Skip to content
Link copied to clipboard

Sam Donnellon | Lindros feels Gagne's pain

WHEN ERIC LINDROS retired last week, reports noted he suffered "at least eight concussions." The estimate was needed then, as it apparently is in today's National Hockey League, because sometimes a concussion is not called a concussion.

WHEN ERIC LINDROS retired last week, reports noted he suffered "at least eight concussions." The estimate was needed then, as it apparently is in today's National Hockey League, because sometimes a concussion is not called a concussion.

Sometimes he was deemed to have suffered something else, something that allowed him back on the ice as soon as the fog around his head cleared. A shoulder. A back. Dizziness and dehydration perhaps.

"There were some frustrating moments, for sure," Lindros said yesterday from his new office in Toronto.

He was in the second day at his new job as ombudsman for the NHL Players Association. Lindros will serve as a liaison between the players, the NHLPA offices and the league, maintaining a player's anonymity in sensitive areas - such as cases, he said, "of someone's code of conduct."

Which brings us to the curious case of Simon Gagne. Officially, Simon has not suffered a concussion, although all the symptoms - dizziness, fatigue, headaches, nausea - have been there since Gagne left the lineup following a hit by Florida's Jay Bouwmeester on Oct. 24. Gagne, who twice failed the baseline test used to determine a concussion's severity (he passed it on his third try), did not practice with the team for 9 days before returning for a game against the Rangers on Nov. 5.

Gagne asked back in. He was listless in the Flyers' 2-0 loss that night and had to leave the lineup again after being bumped by Pittsburgh's Gary Roberts two nights later. That latest absence has added "concussion-like symptoms" to his injury report, although originally the team asserted it was simply a matter of dehydration - because of a dip in Gagne's physical fitness after sitting around all that time.

.....

● Task instructions
Copy the Lindros and Gagne column word for word from "Sam Donnellon |" to "office in Toronto.".

● Material shown
.....

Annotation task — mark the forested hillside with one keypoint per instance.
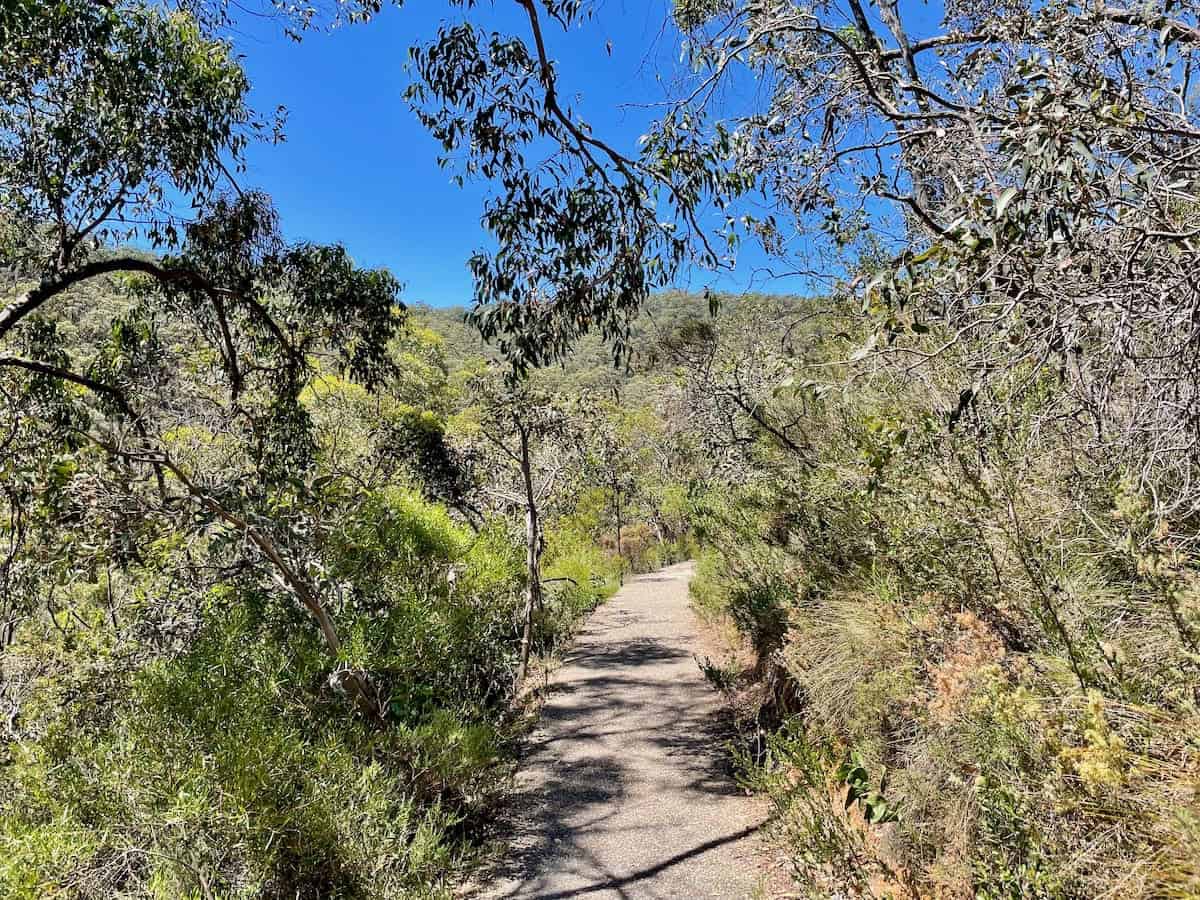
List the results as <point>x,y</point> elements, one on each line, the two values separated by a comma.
<point>281,556</point>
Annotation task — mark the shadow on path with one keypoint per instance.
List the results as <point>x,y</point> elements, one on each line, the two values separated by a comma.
<point>627,777</point>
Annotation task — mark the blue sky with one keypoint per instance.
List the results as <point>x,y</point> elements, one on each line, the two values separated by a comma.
<point>357,167</point>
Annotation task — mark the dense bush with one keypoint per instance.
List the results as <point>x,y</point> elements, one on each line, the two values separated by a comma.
<point>990,630</point>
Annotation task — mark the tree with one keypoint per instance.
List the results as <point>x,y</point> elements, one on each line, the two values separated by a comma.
<point>1029,169</point>
<point>108,112</point>
<point>532,442</point>
<point>583,235</point>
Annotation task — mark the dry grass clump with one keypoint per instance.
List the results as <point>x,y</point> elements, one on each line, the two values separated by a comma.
<point>989,642</point>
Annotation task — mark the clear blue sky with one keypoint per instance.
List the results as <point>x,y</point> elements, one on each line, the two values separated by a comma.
<point>359,168</point>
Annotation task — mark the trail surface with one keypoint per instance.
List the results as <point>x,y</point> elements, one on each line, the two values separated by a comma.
<point>625,791</point>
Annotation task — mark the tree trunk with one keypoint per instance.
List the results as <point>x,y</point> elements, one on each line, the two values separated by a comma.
<point>533,556</point>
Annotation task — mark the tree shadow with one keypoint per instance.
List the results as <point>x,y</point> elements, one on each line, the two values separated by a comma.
<point>619,727</point>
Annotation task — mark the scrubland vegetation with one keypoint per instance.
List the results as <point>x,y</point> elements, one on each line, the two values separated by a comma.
<point>277,552</point>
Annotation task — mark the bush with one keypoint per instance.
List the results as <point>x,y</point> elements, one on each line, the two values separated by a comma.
<point>235,768</point>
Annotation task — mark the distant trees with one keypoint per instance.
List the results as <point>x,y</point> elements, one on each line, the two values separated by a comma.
<point>109,114</point>
<point>1032,171</point>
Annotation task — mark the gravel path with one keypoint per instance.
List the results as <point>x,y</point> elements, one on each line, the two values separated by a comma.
<point>627,792</point>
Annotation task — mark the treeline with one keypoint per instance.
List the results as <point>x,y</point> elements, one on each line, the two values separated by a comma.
<point>252,657</point>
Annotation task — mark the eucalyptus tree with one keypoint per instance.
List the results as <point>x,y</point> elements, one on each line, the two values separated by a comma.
<point>583,229</point>
<point>527,443</point>
<point>1030,172</point>
<point>114,117</point>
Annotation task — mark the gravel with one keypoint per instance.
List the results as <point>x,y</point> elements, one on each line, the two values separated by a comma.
<point>625,791</point>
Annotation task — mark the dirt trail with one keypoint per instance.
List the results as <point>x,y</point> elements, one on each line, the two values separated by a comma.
<point>627,791</point>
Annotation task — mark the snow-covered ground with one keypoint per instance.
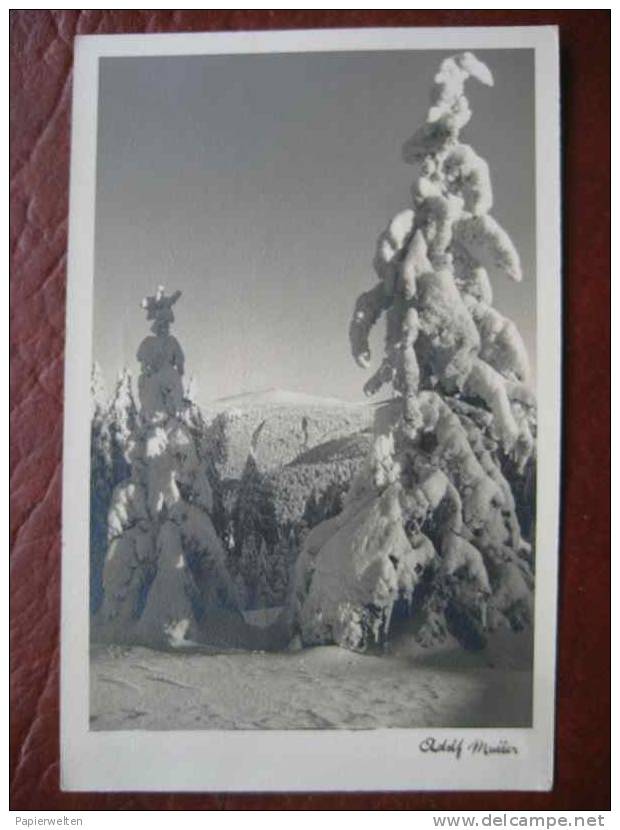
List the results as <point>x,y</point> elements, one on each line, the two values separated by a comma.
<point>320,688</point>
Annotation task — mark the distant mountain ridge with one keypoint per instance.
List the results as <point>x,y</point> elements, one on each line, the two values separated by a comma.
<point>276,397</point>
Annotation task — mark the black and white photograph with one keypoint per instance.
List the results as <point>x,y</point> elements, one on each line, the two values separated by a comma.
<point>313,410</point>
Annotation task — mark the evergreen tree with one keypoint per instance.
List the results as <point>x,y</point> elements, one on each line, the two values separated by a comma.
<point>432,519</point>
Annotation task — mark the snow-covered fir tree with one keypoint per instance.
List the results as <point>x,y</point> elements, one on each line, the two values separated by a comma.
<point>165,565</point>
<point>430,529</point>
<point>112,422</point>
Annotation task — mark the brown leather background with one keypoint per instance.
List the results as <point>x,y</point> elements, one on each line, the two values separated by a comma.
<point>41,60</point>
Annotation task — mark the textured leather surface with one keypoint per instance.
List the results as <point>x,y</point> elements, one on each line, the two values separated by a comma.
<point>41,60</point>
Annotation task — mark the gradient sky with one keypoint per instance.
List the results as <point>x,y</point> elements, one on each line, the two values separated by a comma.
<point>257,184</point>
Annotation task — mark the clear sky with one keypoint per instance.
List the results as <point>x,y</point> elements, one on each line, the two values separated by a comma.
<point>257,184</point>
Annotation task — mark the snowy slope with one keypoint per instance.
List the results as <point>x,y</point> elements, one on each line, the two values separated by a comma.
<point>320,688</point>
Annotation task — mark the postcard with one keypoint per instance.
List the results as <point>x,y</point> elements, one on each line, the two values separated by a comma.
<point>312,413</point>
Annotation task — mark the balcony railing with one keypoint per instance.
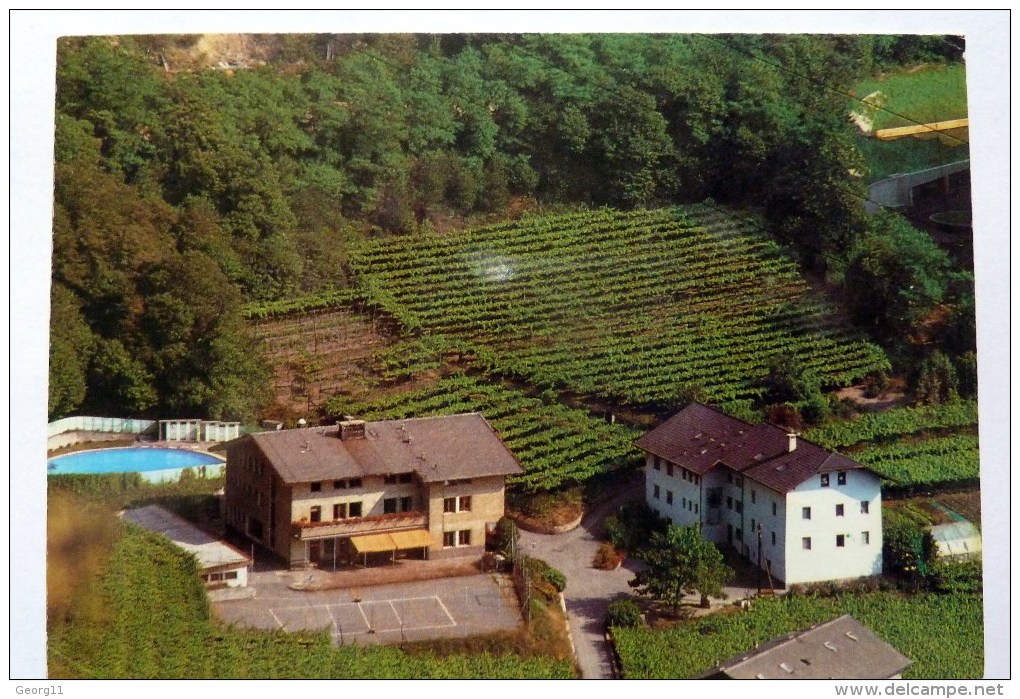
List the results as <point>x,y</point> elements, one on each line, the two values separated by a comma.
<point>355,526</point>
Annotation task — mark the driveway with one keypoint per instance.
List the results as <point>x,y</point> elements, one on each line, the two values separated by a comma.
<point>589,590</point>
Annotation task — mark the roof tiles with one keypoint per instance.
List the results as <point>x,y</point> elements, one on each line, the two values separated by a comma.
<point>699,438</point>
<point>440,448</point>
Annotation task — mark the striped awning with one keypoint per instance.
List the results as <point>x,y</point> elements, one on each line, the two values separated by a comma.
<point>393,541</point>
<point>412,539</point>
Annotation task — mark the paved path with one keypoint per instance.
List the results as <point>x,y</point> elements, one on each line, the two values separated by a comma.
<point>589,591</point>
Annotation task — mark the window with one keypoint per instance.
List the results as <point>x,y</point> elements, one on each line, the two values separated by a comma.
<point>458,504</point>
<point>460,538</point>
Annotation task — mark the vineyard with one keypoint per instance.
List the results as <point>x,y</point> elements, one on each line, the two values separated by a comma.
<point>315,353</point>
<point>631,307</point>
<point>941,634</point>
<point>154,622</point>
<point>922,446</point>
<point>555,444</point>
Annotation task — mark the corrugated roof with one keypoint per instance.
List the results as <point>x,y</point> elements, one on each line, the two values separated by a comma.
<point>441,448</point>
<point>209,551</point>
<point>699,438</point>
<point>840,649</point>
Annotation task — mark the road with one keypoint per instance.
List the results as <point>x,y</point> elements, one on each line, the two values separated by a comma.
<point>589,591</point>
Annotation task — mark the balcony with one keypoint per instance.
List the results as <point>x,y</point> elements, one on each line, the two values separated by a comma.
<point>356,526</point>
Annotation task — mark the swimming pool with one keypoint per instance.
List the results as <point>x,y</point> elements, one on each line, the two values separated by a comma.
<point>155,464</point>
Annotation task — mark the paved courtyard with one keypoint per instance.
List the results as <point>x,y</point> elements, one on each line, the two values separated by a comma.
<point>385,613</point>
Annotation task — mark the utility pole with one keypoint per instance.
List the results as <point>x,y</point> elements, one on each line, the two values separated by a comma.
<point>759,558</point>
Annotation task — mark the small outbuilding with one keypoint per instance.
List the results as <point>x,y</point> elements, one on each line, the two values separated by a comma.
<point>222,567</point>
<point>840,649</point>
<point>957,540</point>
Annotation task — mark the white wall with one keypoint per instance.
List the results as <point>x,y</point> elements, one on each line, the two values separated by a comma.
<point>758,502</point>
<point>825,560</point>
<point>686,506</point>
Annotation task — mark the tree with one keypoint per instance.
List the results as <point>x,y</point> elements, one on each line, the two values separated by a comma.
<point>897,277</point>
<point>936,380</point>
<point>679,563</point>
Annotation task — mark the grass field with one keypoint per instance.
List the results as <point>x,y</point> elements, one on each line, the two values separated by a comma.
<point>933,94</point>
<point>937,93</point>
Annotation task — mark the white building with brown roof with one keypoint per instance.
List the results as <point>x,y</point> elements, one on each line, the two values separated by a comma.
<point>329,496</point>
<point>813,514</point>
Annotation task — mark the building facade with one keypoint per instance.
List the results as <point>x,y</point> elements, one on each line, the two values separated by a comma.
<point>425,487</point>
<point>806,513</point>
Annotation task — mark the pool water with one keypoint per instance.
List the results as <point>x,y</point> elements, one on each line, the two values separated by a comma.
<point>154,463</point>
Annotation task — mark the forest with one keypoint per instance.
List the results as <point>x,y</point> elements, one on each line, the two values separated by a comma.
<point>184,193</point>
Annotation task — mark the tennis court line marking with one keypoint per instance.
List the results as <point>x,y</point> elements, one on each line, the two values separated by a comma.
<point>453,621</point>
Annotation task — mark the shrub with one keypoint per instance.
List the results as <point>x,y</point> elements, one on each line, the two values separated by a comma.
<point>546,580</point>
<point>506,536</point>
<point>623,612</point>
<point>607,557</point>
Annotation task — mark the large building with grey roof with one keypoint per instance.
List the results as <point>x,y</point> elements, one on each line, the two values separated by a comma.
<point>806,513</point>
<point>839,649</point>
<point>358,491</point>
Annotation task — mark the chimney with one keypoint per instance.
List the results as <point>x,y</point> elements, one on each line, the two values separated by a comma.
<point>351,429</point>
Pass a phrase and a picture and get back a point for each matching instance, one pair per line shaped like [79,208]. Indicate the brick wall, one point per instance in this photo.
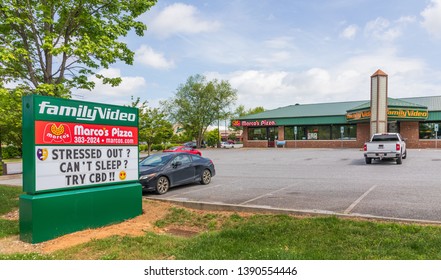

.....

● Task answer
Sam Donnellon | Lindros feels Gagne's pain

WHEN ERIC LINDROS retired last week, reports noted he suffered "at least eight concussions." The estimate was needed then, as it apparently is in today's National Hockey League, because sometimes a concussion is not called a concussion.

WHEN ERIC LINDROS retired last week, reports noted he suffered "at least eight concussions." The estimate was needed then, as it apparently is in today's National Hockey League, because sometimes a concussion is not called a concussion.

Sometimes he was deemed to have suffered something else, something that allowed him back on the ice as soon as the fog around his head cleared. A shoulder. A back. Dizziness and dehydration perhaps.

"There were some frustrating moments, for sure," Lindros said yesterday from his new office in Toronto.